▸ Passage to read
#####
Since the opening of the Getty Center in 1997, the Getty Villa has undergone a transformation and has reopened as the home of the Getty's antiquities. Though the site is not itself a relic, the building and design team led by project manager and owner's representative Corbin Smith went to great lengths to create a faithful, meaningful 21st century update of a 1970s building based on an ancient Roman design. TPR was pleased to speak with Mr. Smith, formerly an administrator at Stanford, about the complexities of the task and the nine-year effort that led to the rebirth of one of L.A.'s great cultural institutions.
Corbin, please delineate and describe the changes to the Villa that the design team incorporated into this renovation and expansion project.
The project is the renovation and expansion of what was the original Getty Museum, the Villa as it was fondly referred to by the public, to become the center for the Getty's antiquities collection for education, conservation, research, and to serve the broad J. Paul Getty Trust interests, the Getty Research Institute and the Getty Conservation Institute, and the Museum and the Getty Foundation, all in one location and focused on antiquities.
What assets did Getty start with?
#####
▸ Stored rows
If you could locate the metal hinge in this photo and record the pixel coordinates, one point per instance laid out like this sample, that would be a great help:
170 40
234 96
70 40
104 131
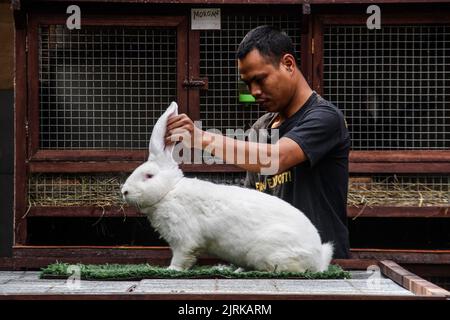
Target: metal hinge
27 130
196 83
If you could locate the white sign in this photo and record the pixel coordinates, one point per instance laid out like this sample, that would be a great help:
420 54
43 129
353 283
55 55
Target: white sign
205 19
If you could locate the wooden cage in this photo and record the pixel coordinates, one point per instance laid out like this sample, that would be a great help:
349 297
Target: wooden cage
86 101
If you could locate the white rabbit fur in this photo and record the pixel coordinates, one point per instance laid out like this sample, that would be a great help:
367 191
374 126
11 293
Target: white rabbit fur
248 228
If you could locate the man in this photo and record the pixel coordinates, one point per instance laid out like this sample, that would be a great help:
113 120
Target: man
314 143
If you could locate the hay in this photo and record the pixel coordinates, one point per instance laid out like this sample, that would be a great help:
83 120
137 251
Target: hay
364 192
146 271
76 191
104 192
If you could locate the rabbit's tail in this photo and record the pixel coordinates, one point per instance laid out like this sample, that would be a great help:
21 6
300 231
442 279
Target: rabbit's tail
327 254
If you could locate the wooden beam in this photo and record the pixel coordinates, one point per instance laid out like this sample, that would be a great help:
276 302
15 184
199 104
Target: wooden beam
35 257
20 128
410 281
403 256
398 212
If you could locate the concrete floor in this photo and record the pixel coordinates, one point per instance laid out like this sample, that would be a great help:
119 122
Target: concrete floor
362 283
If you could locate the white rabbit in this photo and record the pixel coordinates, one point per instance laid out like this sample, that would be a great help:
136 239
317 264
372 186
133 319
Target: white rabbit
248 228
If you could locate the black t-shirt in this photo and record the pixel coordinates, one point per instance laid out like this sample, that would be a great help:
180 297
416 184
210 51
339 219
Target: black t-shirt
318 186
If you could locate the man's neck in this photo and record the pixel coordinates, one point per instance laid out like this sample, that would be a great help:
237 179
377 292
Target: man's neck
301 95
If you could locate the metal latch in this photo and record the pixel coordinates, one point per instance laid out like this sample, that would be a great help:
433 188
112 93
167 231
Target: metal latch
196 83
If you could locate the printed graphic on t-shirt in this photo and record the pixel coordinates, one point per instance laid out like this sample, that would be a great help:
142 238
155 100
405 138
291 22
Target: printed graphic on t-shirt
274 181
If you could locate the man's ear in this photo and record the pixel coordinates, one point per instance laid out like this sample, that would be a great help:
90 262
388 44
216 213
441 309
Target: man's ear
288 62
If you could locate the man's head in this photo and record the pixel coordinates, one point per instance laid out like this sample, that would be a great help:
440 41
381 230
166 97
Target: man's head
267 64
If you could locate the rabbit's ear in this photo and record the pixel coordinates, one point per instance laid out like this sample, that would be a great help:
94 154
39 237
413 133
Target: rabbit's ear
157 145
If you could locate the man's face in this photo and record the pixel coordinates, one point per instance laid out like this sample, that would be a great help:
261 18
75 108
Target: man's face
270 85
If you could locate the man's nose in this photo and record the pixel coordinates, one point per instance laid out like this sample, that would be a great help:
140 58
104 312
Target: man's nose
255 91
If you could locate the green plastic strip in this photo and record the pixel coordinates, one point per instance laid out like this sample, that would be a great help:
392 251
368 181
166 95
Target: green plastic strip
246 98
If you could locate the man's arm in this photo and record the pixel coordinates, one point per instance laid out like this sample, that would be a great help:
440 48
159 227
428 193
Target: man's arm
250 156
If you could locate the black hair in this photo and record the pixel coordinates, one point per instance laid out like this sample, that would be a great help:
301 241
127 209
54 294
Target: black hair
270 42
#####
▸ Problems and tasks
- A) Do these statements agree with the Getty Villa interview? Answer yes or no for each, quoting the words that decide it. (i) The Getty Villa reopened as the home of the Getty's antiquities. (ii) The site of the Villa is itself a relic. (iii) The renovation took seven years.
- B) Repeat everything in the Getty Villa interview from "Since the opening" down to "and expansion project.".
Answer using nothing but the Getty Villa interview.

▸ Results
- A)
(i) Yes: "has reopened as the home of the Getty's antiquities"
(ii) No: "the site is not itself a relic"
(iii) No: "the nine-year effort"

- B)
Since the opening of the Getty Center in 1997, the Getty Villa has undergone a transformation and has reopened as the home of the Getty's antiquities. Though the site is not itself a relic, the building and design team led by project manager and owner's representative Corbin Smith went to great lengths to create a faithful, meaningful 21st century update of a 1970s building based on an ancient Roman design. TPR was pleased to speak with Mr. Smith, formerly an administrator at Stanford, about the complexities of the task and the nine-year effort that led to the rebirth of one of L.A.'s great cultural institutions.
Corbin, please delineate and describe the changes to the Villa that the design team incorporated into this renovation and expansion project.